Pointing data excerpts:
*-*-*
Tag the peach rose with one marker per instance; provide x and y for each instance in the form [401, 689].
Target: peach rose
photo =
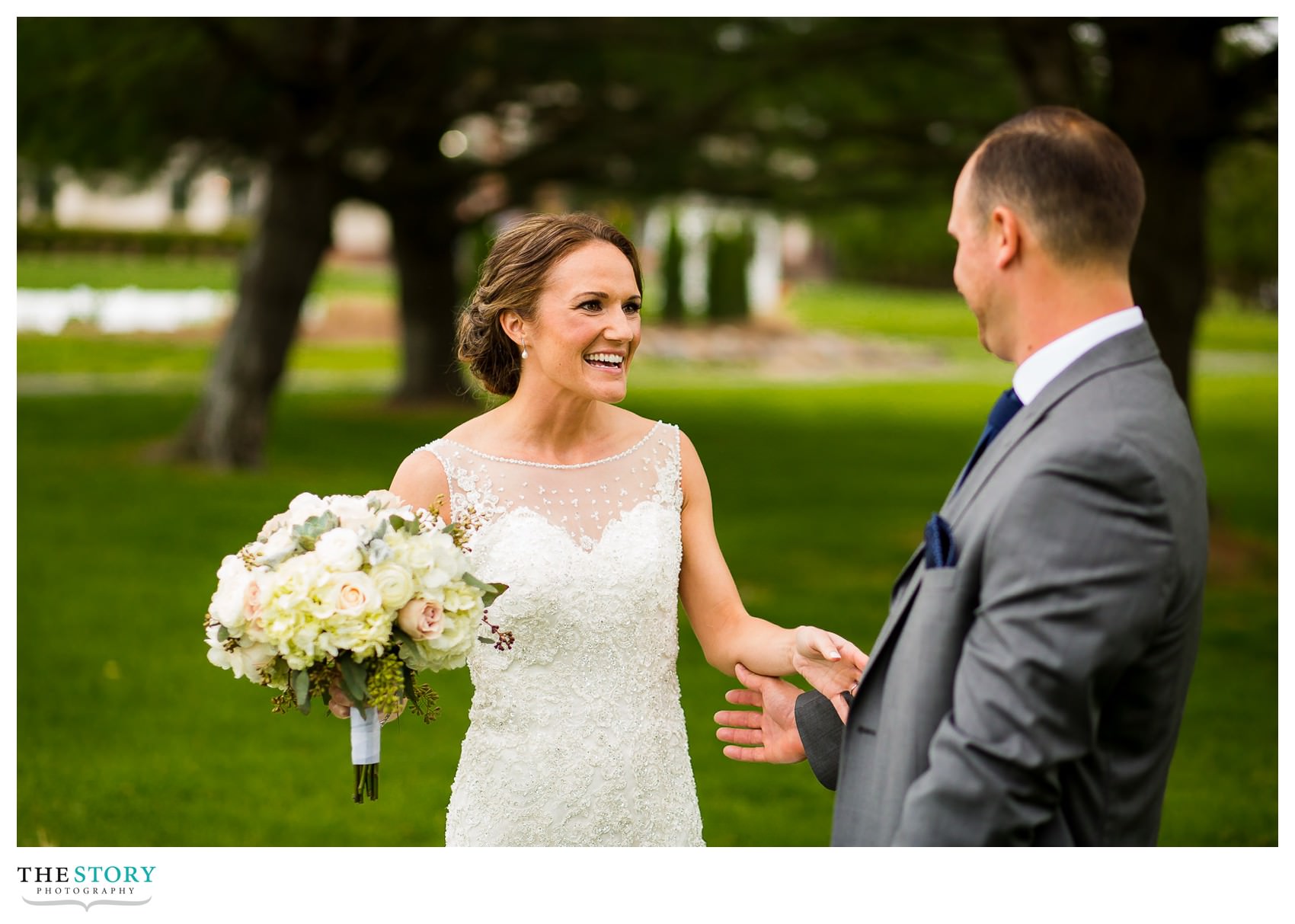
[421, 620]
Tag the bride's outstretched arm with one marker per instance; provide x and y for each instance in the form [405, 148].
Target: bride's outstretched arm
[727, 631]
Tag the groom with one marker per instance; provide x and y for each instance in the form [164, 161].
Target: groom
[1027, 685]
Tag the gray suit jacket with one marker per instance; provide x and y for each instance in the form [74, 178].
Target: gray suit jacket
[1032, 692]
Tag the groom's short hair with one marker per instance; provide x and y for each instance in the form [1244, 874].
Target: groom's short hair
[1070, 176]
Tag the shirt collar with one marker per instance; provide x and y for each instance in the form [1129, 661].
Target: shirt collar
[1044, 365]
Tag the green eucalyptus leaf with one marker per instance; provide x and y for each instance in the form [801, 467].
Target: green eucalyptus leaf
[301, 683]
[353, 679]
*-*-*
-- Objective --
Format all of the records above as a JSON list of strings with one string per line, omitting blank lines. Exclude the pictures from the list.

-- Full output --
[
  "Tag the peach rose with one marker per instance; provide x and y for each instance in the form [401, 689].",
  "Target: peach rose",
  "photo =",
  "[421, 620]",
  "Tag the bride's outstretched arm with one marker per instance; provide x and y for each instance in the form [405, 148].",
  "Target: bride's outstretched arm",
  "[727, 631]",
  "Tag the groom with one marker per instance; provide x and y for each instance in the form [164, 161].",
  "Target: groom",
  "[1027, 685]",
  "Tag the gray suit jacket with one marker per instance; provide x and y for each instance in the form [74, 178].",
  "Target: gray suit jacket",
  "[1032, 692]",
  "Tag the groom's short hair with one marker per instance; provide x and y for each instance in the form [1244, 874].",
  "Target: groom's short hair",
  "[1070, 176]",
  "Tag the shirt collar with one marker per instance; provide x and y for each instance in the form [1129, 661].",
  "Target: shirt collar",
  "[1044, 365]",
  "Tag the green eucalyptus leaf with one marker per instance; provide x and y for each instance in the form [801, 467].",
  "Target: green eucalyptus leaf",
  "[301, 683]",
  "[353, 679]"
]